Exercise details: Express the entries below as a two-column CSV with the headers text and answer, one row per entry, with each field enclosed in double quotes and any line breaks replaced by spaces. Begin at the line that has "In this exercise you will locate the blurred background" and stop after the line that has "<point>390,122</point>", including only those entries.

Material for the task:
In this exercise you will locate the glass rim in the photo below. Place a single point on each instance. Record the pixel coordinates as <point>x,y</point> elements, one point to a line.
==
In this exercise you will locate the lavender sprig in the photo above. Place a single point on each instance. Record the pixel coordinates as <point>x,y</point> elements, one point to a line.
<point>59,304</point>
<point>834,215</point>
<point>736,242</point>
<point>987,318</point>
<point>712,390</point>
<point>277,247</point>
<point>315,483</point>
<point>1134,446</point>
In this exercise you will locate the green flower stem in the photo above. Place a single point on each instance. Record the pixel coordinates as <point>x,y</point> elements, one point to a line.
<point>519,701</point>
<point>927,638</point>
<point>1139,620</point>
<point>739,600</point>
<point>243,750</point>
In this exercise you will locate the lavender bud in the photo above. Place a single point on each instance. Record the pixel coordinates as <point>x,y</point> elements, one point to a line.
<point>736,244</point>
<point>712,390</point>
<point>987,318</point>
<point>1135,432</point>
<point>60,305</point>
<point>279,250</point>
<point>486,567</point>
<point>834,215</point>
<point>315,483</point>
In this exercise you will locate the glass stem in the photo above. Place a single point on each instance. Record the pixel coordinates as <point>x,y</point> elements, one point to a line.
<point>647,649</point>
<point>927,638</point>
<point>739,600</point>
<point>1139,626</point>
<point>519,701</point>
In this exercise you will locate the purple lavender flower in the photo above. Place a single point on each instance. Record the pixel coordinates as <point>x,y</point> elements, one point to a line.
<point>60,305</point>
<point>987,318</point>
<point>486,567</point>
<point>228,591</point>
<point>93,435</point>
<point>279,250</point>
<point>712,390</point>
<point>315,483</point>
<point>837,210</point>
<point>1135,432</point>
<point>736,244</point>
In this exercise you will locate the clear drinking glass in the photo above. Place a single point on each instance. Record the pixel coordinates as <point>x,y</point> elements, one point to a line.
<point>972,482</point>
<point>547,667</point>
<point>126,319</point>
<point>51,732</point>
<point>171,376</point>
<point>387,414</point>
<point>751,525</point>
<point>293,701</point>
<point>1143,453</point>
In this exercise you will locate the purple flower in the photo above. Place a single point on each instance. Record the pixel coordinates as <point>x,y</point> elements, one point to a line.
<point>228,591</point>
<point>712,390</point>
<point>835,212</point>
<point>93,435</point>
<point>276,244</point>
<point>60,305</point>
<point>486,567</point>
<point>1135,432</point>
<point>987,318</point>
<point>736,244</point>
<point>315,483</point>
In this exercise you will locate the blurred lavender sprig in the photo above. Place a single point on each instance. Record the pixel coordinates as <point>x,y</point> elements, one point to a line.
==
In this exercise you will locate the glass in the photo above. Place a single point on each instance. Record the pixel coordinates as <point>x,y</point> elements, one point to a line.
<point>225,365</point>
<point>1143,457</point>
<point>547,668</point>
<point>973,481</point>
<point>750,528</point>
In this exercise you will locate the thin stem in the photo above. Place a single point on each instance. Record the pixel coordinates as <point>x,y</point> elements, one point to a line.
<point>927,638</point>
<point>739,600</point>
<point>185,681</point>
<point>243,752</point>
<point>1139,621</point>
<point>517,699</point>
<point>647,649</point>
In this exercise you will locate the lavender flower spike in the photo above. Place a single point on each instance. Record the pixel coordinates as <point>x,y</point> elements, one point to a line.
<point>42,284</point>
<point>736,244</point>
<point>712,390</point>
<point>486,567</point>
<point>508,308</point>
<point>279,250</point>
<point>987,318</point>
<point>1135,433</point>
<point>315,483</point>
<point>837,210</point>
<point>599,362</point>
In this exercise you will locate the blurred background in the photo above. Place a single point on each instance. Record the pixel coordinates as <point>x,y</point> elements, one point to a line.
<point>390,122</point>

Answer to this exercise:
text,answer
"In this exercise you will locate the blurred background in the photo above. Place a single point on each instance. Record the pixel coordinates as <point>x,y</point> elements, one point to a line.","<point>390,122</point>"